(INSTRUCTIONS FOR THE TASK): Present the entries below as a numbered list, leaving out any blank lines.

-- START OF PROVIDED MATERIAL --

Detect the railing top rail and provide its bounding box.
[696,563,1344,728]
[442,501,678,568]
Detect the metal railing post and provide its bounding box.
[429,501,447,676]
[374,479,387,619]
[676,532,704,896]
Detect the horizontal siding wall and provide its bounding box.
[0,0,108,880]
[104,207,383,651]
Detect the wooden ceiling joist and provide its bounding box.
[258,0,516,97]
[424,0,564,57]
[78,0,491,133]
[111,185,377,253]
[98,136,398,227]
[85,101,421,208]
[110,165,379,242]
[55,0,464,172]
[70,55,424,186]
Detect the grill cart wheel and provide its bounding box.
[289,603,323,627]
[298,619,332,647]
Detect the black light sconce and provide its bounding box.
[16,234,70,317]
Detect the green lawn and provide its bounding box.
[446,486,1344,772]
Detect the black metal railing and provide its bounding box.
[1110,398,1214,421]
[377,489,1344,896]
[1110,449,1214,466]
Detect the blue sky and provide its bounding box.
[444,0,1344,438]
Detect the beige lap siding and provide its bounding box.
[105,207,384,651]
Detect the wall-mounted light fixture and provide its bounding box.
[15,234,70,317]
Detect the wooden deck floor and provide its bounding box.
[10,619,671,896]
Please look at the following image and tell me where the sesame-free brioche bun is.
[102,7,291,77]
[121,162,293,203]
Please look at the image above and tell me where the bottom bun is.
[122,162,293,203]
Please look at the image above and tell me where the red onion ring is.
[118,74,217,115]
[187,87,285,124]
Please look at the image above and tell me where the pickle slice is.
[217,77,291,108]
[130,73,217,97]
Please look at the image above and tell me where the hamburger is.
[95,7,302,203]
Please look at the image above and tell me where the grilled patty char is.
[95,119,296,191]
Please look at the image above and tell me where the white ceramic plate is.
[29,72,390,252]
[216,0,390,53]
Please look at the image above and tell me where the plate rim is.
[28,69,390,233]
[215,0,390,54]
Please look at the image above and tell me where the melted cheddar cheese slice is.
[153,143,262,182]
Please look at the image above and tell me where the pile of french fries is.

-- END OF PROVIDED MATERIAL --

(OUTPUT BELOW):
1. Detect the railing top rail and provide its bounding box.
2. [696,563,1344,728]
3. [442,501,678,568]
4. Detect the metal railing post and provide its bounding box.
5. [429,501,447,676]
6. [374,479,387,619]
7. [676,532,704,896]
8. Detect the horizontal siding wall and provide its bounding box.
9. [0,0,108,880]
10. [104,207,383,651]
11. Detect the wooden ceiling joist and provide its bounding box.
12. [258,0,516,97]
13. [424,0,564,57]
14. [78,0,491,133]
15. [111,185,377,253]
16. [98,136,398,227]
17. [85,101,421,208]
18. [110,165,379,242]
19. [55,0,464,172]
20. [70,55,424,186]
21. Detect the grill cart wheel and provide its bounding box.
22. [289,603,323,627]
23. [298,619,332,647]
24. Detect the black light sconce and provide its bounding box.
25. [16,234,70,317]
26. Detect the green lawn and provide its bounding box.
27. [446,486,1344,772]
28. Detect the black metal railing and provide its bounding box.
29. [1110,398,1214,421]
30. [377,489,1344,896]
31. [1110,449,1214,466]
32. Detect the blue sky and provide its bounding box.
33. [444,0,1344,438]
34. Detect the beige lap siding and provide its bounding box.
35. [105,207,384,651]
36. Detect the wall-mounted light fixture and provide its bounding box.
37. [15,234,70,317]
38. Detect the wooden deck floor and provide its bounding box.
39. [10,619,671,896]
40. Please look at the following image and tell me where the sesame-free brioche bun is.
41. [102,7,291,77]
42. [121,162,293,203]
43. Please look at the image above and tell me where the bottom bun is.
44. [122,162,293,203]
45. Please look at the image above and tell me where the red onion ring is.
46. [118,74,217,115]
47. [187,87,285,124]
48. Please look at the image above and tell me where the pickle slice is.
49. [217,77,291,108]
50. [130,73,217,97]
51. Please look at the image above and tell me where the hamburger is.
52. [95,7,302,203]
53. Please look at the image above and tell me where the grilled patty char is.
54. [95,119,296,191]
55. Please look at the image above and tell me where the white ceramic plate is.
56. [29,72,390,252]
57. [216,0,390,53]
58. Please look at the image above and tell me where the plate rim is.
59. [28,69,390,233]
60. [215,0,390,54]
61. Please look at the image above and tell me where the melted cheddar cheese slice is.
62. [153,143,262,182]
63. Please look at the image above and tell me where the pile of french fries is.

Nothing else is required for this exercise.